▼▼▼

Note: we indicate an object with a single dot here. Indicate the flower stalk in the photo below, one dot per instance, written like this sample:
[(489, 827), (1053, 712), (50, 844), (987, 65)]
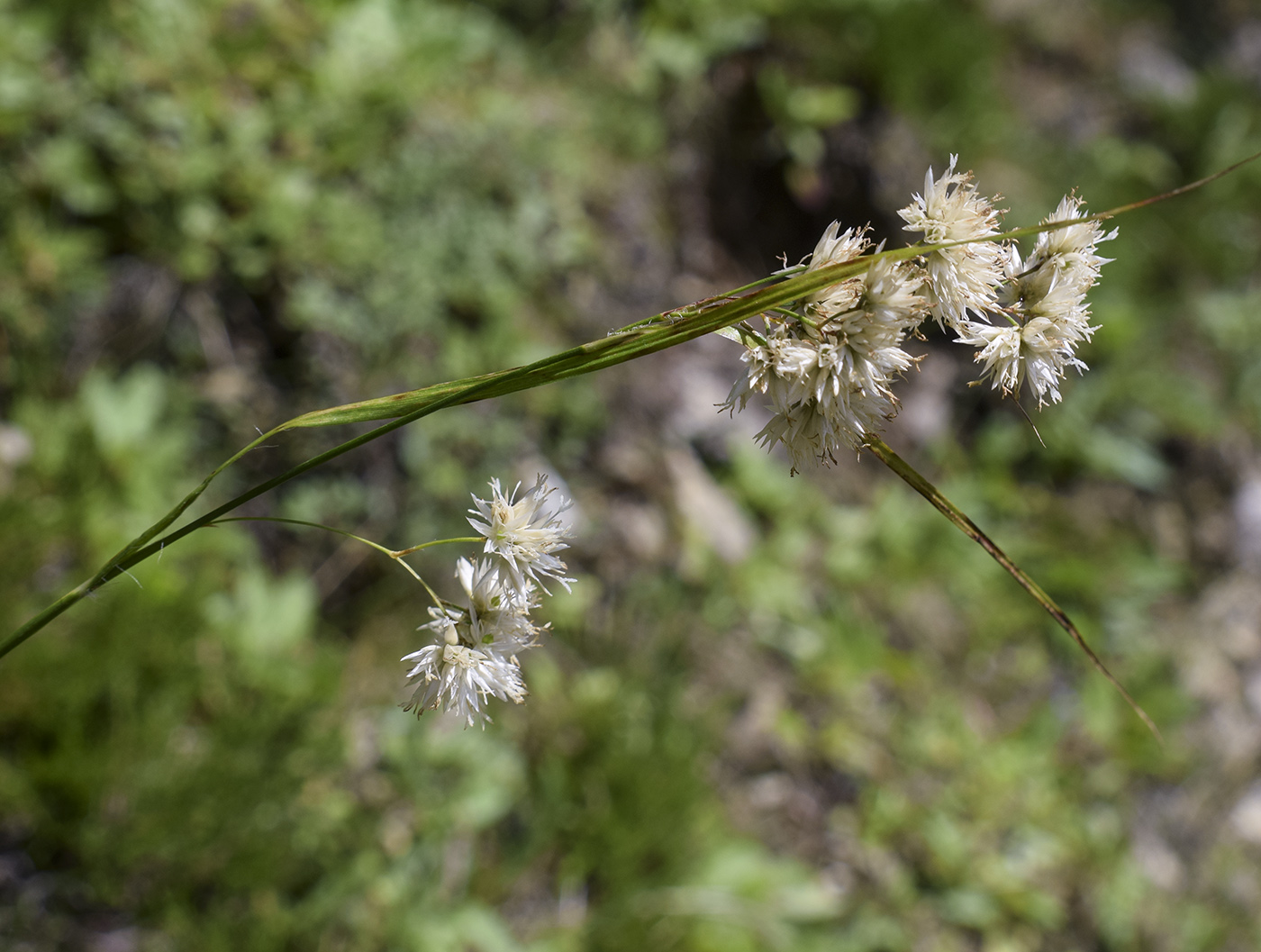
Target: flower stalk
[(844, 279)]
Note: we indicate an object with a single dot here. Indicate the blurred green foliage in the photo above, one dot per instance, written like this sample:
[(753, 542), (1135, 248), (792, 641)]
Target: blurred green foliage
[(859, 735)]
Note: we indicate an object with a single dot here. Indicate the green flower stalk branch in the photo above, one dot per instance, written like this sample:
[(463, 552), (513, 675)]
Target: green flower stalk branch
[(823, 362)]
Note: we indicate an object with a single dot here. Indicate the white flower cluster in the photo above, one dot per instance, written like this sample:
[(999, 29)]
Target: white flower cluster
[(826, 367), (476, 640)]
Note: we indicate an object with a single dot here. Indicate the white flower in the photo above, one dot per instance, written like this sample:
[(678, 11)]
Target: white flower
[(965, 277), (836, 249), (460, 678), (476, 645), (522, 531), (1038, 352), (494, 611), (1000, 353), (1046, 296)]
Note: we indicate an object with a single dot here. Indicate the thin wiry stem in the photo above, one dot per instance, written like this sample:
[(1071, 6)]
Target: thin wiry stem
[(908, 475), (637, 340)]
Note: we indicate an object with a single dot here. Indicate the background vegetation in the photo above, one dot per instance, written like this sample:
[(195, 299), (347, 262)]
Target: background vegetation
[(776, 712)]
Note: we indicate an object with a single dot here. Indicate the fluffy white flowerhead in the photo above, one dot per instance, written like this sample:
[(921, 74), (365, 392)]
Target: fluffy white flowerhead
[(460, 678), (829, 380), (836, 248), (965, 277), (1037, 353), (525, 531)]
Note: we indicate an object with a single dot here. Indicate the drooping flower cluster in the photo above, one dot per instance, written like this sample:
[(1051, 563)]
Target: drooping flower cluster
[(478, 639), (828, 365)]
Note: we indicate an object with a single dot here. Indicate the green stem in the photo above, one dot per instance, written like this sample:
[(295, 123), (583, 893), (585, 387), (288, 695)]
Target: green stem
[(637, 340), (438, 542), (910, 476), (304, 522)]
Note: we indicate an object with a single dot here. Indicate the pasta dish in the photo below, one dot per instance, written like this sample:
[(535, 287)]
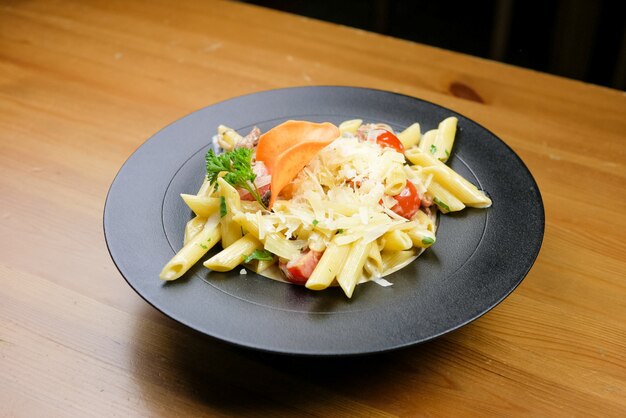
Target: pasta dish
[(320, 205)]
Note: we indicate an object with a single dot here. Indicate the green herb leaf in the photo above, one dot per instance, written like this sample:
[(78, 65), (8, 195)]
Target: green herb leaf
[(261, 255), (427, 241), (223, 209), (237, 168), (441, 204)]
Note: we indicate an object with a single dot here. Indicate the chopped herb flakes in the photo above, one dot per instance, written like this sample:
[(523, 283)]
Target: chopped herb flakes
[(261, 255), (441, 204), (237, 166), (223, 209)]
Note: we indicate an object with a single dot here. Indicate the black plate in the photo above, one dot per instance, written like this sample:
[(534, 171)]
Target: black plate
[(479, 258)]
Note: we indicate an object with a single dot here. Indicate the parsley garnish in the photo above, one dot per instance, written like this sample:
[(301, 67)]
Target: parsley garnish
[(223, 209), (261, 255), (237, 166), (441, 204)]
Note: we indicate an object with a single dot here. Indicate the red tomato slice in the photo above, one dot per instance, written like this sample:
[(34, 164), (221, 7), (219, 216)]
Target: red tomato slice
[(298, 271), (389, 140), (408, 201)]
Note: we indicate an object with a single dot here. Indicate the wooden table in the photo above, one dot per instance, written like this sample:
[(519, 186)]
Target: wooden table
[(84, 83)]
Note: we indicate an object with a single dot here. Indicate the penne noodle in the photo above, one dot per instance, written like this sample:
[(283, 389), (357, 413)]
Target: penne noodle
[(201, 205), (193, 227), (411, 136), (395, 260), (465, 191), (445, 200), (457, 186), (228, 137), (328, 267), (350, 126), (191, 252), (231, 231), (350, 202), (352, 270), (395, 181), (374, 262), (396, 240), (207, 189), (444, 140), (233, 255), (427, 141)]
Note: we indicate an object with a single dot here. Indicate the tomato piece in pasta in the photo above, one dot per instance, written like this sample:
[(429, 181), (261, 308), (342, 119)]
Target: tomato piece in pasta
[(408, 201), (388, 140)]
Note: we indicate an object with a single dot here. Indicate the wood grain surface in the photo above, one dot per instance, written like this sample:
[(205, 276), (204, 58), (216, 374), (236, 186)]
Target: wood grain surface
[(84, 83)]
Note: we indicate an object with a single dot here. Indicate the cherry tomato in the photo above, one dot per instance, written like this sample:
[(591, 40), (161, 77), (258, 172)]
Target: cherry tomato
[(408, 201), (387, 139), (245, 195), (298, 271)]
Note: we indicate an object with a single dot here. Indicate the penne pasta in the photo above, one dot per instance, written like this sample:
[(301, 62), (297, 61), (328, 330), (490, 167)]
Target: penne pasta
[(229, 205), (442, 145), (350, 126), (202, 206), (193, 227), (348, 207), (396, 240), (352, 270), (411, 136), (233, 255), (328, 267), (427, 141), (227, 137), (191, 252)]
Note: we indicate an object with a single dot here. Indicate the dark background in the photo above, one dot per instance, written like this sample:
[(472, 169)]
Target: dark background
[(580, 39)]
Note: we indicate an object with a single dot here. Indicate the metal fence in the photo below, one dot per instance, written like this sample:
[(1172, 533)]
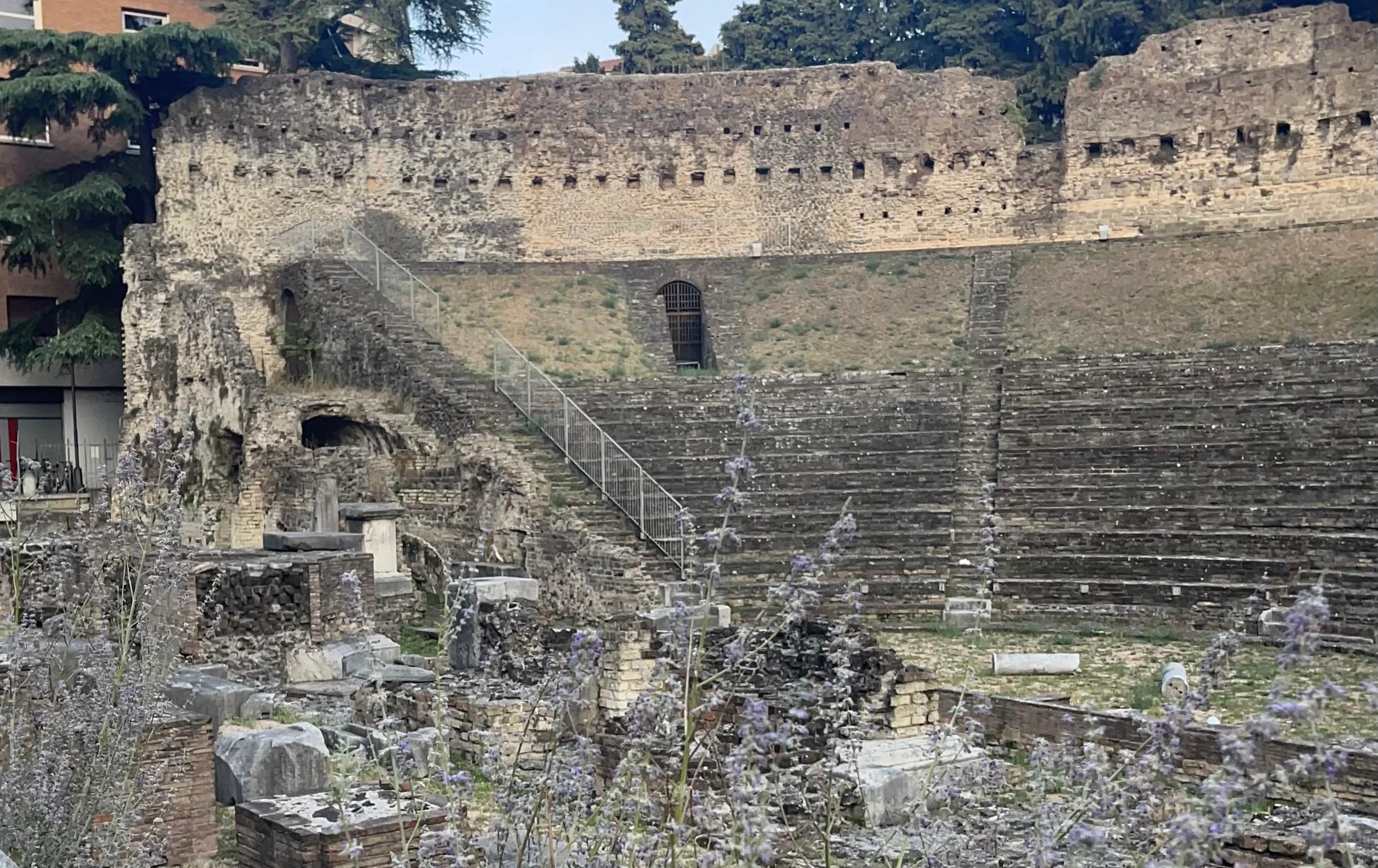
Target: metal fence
[(598, 456), (388, 276), (393, 281), (607, 465)]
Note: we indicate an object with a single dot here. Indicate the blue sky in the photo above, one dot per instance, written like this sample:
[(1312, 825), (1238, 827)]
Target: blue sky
[(533, 36)]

▲▲▲

Short task: Rewrite all of the material above with "one dot per instance" changed to "one point per instance" and everything else left as it is. Omit the pictures.

Solution below:
Note: we indicate an object with a single dot here. Indicate the flower stalk in the photo below, one point per instance, written like this sample:
[(489, 827), (1053, 712), (50, 844), (987, 65)]
Target: flower stalk
[(844, 279)]
Note: we indicate an object with a single dot here. Indicate the blurred green foliage in the photo above, one point per instance, written like this sample:
[(753, 542), (1135, 248), (792, 641)]
Target: blurred green foliage
[(859, 735)]
Note: we indicate an object with a single dot here. Indicate the green flower stalk branch in the photo above, one point per instance, written like this sample:
[(463, 552), (513, 675)]
Target: green flower stalk branch
[(823, 362)]
Note: we indicate an object with a single dot here. Indicate the white flower cluster in the photo above, one point per instance, written like this sample:
[(999, 29)]
Target: white flower cluster
[(826, 367), (476, 640)]
Note: we indicate an object with a single dot here. Indicate the white flower in the photo above, one point per instance, written like this sample:
[(678, 11)]
Target: white flower
[(965, 277), (836, 249), (460, 678), (476, 645), (522, 531), (1038, 352), (494, 611), (1000, 353), (1046, 296)]
Note: we indicate an object with a single dot here. Indicate the thin wiry stem in the photo above, one point per instance, written like this sample:
[(1071, 6)]
Target: thin wiry stem
[(908, 475), (637, 340)]
Note: we indicate an object with a single dot here. Indicate the background vegetation in the photo above, one point per instance, written like this sample:
[(195, 299), (347, 262)]
Target: background vegetation
[(776, 712)]
Note: we indicate an object with a single dot here. Indicate the fluffy white flowerhead in the photo above, one point per instance, written like this sample:
[(921, 74), (365, 392)]
Target: fluffy white flowerhead
[(460, 678), (829, 380), (836, 248), (965, 277), (1037, 353), (525, 531)]
Note: we indicate an object with a single dot here. Indicate the drooping flower cluster in the photo above, one point per instance, written like this sample:
[(1051, 563)]
Target: drooping flower cluster
[(478, 639), (828, 365)]
Note: we indicate an object with a single dot here. Indicate the green stem in the photo above, one point per instance, written like this sample:
[(295, 123), (583, 893), (585, 387), (288, 695)]
Target: green stem
[(637, 340), (438, 542), (910, 476), (304, 522)]
Note: we indicate an object with a single dot here. Indicate the pasta dish in the photo below, one point per instance, written like this sample:
[(535, 287)]
Target: pasta dish
[(320, 205)]
Note: we indicate an object with a single dot here. Indicate the green herb leaf in the photo above, one point per instance, written like this sample:
[(78, 65), (8, 195)]
Target: green herb leaf
[(261, 255), (427, 241), (223, 209), (237, 168), (441, 204)]
Note: we indicate an object with a single dot here. Indicate the chopped herb flakes in the photo above, one point per instance, written like this sample:
[(523, 283)]
Target: chopped herb flakes
[(261, 255), (441, 204), (237, 166), (223, 209)]
Note: we indicate an object with a single dot here. Indicate the black plate in the photo above, one point per instance, written like this sample:
[(534, 171)]
Target: black plate
[(479, 258)]
Note: we indicate an object with a single dot here. Indicate the parsley garnish in the photo above, one point per instance, written like this sample:
[(301, 67)]
Target: parsley garnish
[(223, 209), (261, 255), (237, 166), (441, 204)]
Note: we indicate an object with a single dot here. Indicate the red tomato slice in the photo above, one point per instance, written like this sample:
[(34, 164), (221, 7), (219, 216)]
Target: red tomato slice
[(298, 271), (389, 140), (408, 201)]
Note: we indicate an object with a single dot here. Indicate the wooden table in the photo above, one point per instance, written like this sample:
[(519, 186)]
Target: wooden table
[(84, 83)]
Note: we indicate an object with a single dot here. Indicate the penne noodle in the photo above, one point per instance, written like this sample:
[(283, 389), (357, 413)]
Target: penne noodle
[(201, 205), (193, 227), (411, 136), (395, 260), (465, 191), (445, 200), (457, 186), (228, 137), (328, 267), (350, 126), (191, 252), (231, 231), (350, 202), (352, 270), (395, 181), (374, 262), (396, 240), (207, 189), (444, 140), (233, 255), (427, 141)]
Note: we indicate an object with a single dot here. Indicate the tomato piece in pasta in the photo above, one point per instance, written like this sample:
[(429, 181), (261, 308), (342, 119)]
Target: tomato piece in pasta
[(408, 201), (388, 140)]
Note: we indicate an object with a single dot here. Indicate the wood grain surface in the photo above, one point per instance, written like this sample:
[(205, 276), (204, 58), (216, 374), (236, 186)]
Target: wood grain surface
[(84, 83)]
Note: we indicate an object with a single dot here. Indicate the cherry tomato in the photo above, one point per instance, written like this sample:
[(591, 40), (161, 77), (258, 172)]
Target: cherry tomato
[(408, 201), (387, 139), (245, 195), (298, 271)]
Note: we indicate an object with a single dot here. Indicate the penne pasta in the photo above, one point per instance, written like this sample:
[(301, 62), (297, 61), (328, 330), (490, 167)]
Target: penne pasta
[(229, 205), (442, 145), (350, 126), (202, 206), (193, 227), (348, 207), (396, 240), (352, 270), (411, 136), (233, 255), (328, 267), (427, 141), (227, 137), (191, 252)]
Note: we indicate an object with a single dot here. Indicate the dark background in the photo above, one point per instance, written like this sample:
[(472, 169)]
Target: dark background
[(580, 39)]
Note: we indicate an object with a single dot here. Indicate the metal fence in the photo below, one point per instance, written like this sample:
[(1172, 533)]
Target: metal fence
[(598, 456), (388, 276), (393, 281), (607, 465)]
Note: we indicate an object with a single dot here. Indicate the blue sky in the photo above, one point per instance, written like this sample:
[(1312, 825), (1238, 827)]
Target: blue sky
[(533, 36)]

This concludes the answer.